*Text passage*:
========================================================================
# PX4 Models Confusion



## Donato (Apr 15, 2009)

Can someone explain the difference between the PX4 *C *model - "Constant Action" and the *D* model - "Double Action Only." I am a newbie and find these descriptions confusing. Is the D model striker fired? I cannot see a hammer on either model. Is it true that the C and D models are available to law enforcement agencies only, or may a private citizen purchase one? Thanks for the clarification.


----------



## jokout (May 8, 2009)

The two models are quite similar in look and operation with some small differences...they both have "clean" slides, that is no external safety or decocker, they both have shaved external hammers, (although you see just the rear of it), and they are both basically DAO pistols.
Now, while they are both DAO, they achieve this in slightly different ways, first, the D model is a true DAO pistol with the hammer being independent of the slide and the trigger pull is responsible for the entire rearward, (cocking), movement, of the hammer and it's release. This also allows double strike ability.
Where as the "C" model (constant action), is something of a hybrid, while still a DAO, it shortens and lightens the trigger pull by allowing the slide to contact the hammer as it cycles leaving the hammer in a safe, (full auto safety is engaged), "half cocked" position. When the trigger is pulled the hammer moves rearward to the fully cocked position and releases just like the "D" model would. As the round is fired and the slide cycles it moves the hammer back to the "half cocked" position again ready for the next shot. In effect the hammer doesn't have to move as far to do the same job. The result of all this is a nice light, smooth, and short trigger pull for a DAO pistol while maintaining the safety factor!
You do give up double strike ability with the "C" model


----------



## Donato (Apr 15, 2009)
========================================================================
*Given information*:
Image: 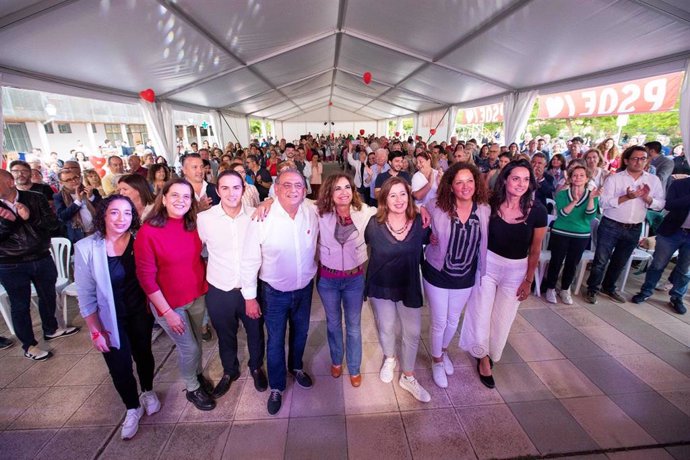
========================================================================
*Written problem 1*: Do these statements agree with the PX4 thread? (a) The D model allows double strike ability. (b) The C model has an external decocker. (c) On the D model, the hammer is tied to the slide. Answer yes or no for each, quoting the deciding words.
*Written problem 2*: Pick up the PX4 thread after its last line and write the post that follows.
The material comes from a different source than the PX4 thread.

*Final answer 1*:
(a) Yes: "This also allows double strike ability."
(b) No: "no external safety or decocker"
(c) No: "the hammer being independent of the slide"

*Final answer 2*:
jokout said:


> The two models are quite similar in look and operation with some small differences...they both have "clean" slides, that is no external safety or decocker, they both have shaved external hammers, (although you see just the rear of it), and they are both basically DAO pistols.
> Now, while they are both DAO, they achieve this in slightly different ways, first, the D model is a true DAO pistol with the hammer being independent of the slide and the trigger pull is responsible for the entire rearward, (cocking), movement, of the hammer and it's release. This also allows double strike ability.
> Where as the "C" model (constant action), is something of a hybrid, while still a DAO, it shortens and lightens the trigger pull by allowing the slide to contact the hammer as it cycles leaving the hammer in a safe, (full auto safety is engaged), "half cocked" position. When the trigger is pulled the hammer moves rearward to the fully cocked position and releases just like the "D" model would. As the round is fired and the slide cycles it moves the hammer back to the "half cocked" position again ready for the next shot. In effect the hammer doesn't have to move as far to do the same job. The result of all this is a nice light, smooth, and short trigger pull for a DAO pistol while maintaining the safety factor!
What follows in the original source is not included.